=== Set exercise ===
Rewrite all of the rows below, swapping each "instance" for "occurrence" and leaving everything else unchanged. Leave the pictures out of your answer.

=== Dataset rows ===
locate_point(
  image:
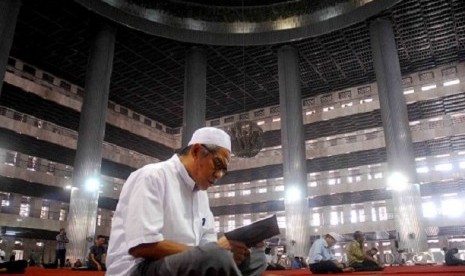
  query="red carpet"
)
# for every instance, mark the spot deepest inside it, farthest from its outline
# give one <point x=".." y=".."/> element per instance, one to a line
<point x="392" y="271"/>
<point x="38" y="271"/>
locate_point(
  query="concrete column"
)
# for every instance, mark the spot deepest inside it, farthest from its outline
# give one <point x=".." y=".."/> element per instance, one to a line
<point x="346" y="210"/>
<point x="9" y="10"/>
<point x="195" y="91"/>
<point x="86" y="175"/>
<point x="36" y="207"/>
<point x="15" y="204"/>
<point x="399" y="146"/>
<point x="293" y="146"/>
<point x="367" y="206"/>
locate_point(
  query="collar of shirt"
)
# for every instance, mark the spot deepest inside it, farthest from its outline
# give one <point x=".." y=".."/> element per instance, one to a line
<point x="183" y="172"/>
<point x="325" y="244"/>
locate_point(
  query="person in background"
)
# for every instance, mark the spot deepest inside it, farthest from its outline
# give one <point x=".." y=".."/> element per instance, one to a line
<point x="67" y="263"/>
<point x="163" y="224"/>
<point x="358" y="258"/>
<point x="452" y="259"/>
<point x="271" y="261"/>
<point x="296" y="264"/>
<point x="62" y="240"/>
<point x="372" y="252"/>
<point x="321" y="259"/>
<point x="2" y="256"/>
<point x="98" y="254"/>
<point x="78" y="263"/>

=== Response to this task ===
locate_point(
  image:
  query="red carpet"
)
# for every occurrence, mark the spot deepest inside it, farthest from its outline
# give one <point x=".." y=".."/> element per occurrence, one to a line
<point x="392" y="271"/>
<point x="38" y="271"/>
locate_point(
  query="concrete column"
)
# for every occurrence, mark the spot deepest inside it, farthest from its outline
# give one <point x=".." y=".."/> element per occurrence, one to a line
<point x="346" y="210"/>
<point x="9" y="10"/>
<point x="195" y="91"/>
<point x="86" y="175"/>
<point x="36" y="207"/>
<point x="15" y="204"/>
<point x="399" y="146"/>
<point x="293" y="146"/>
<point x="367" y="206"/>
locate_point(
  query="collar of shirt"
)
# for every occurrence, mark the spot deepest inside it, farthest from its outline
# give one <point x=".." y=".."/> element per occurrence, one to a line
<point x="183" y="172"/>
<point x="325" y="244"/>
locate_point(
  query="person in background"
)
# for every occurrence, mark the spot deepest inside it, farthest from its outline
# give one <point x=".." y=".."/> element per occurrence, one to a line
<point x="67" y="263"/>
<point x="163" y="224"/>
<point x="358" y="258"/>
<point x="452" y="259"/>
<point x="271" y="261"/>
<point x="296" y="264"/>
<point x="62" y="240"/>
<point x="372" y="252"/>
<point x="321" y="259"/>
<point x="2" y="256"/>
<point x="98" y="254"/>
<point x="78" y="263"/>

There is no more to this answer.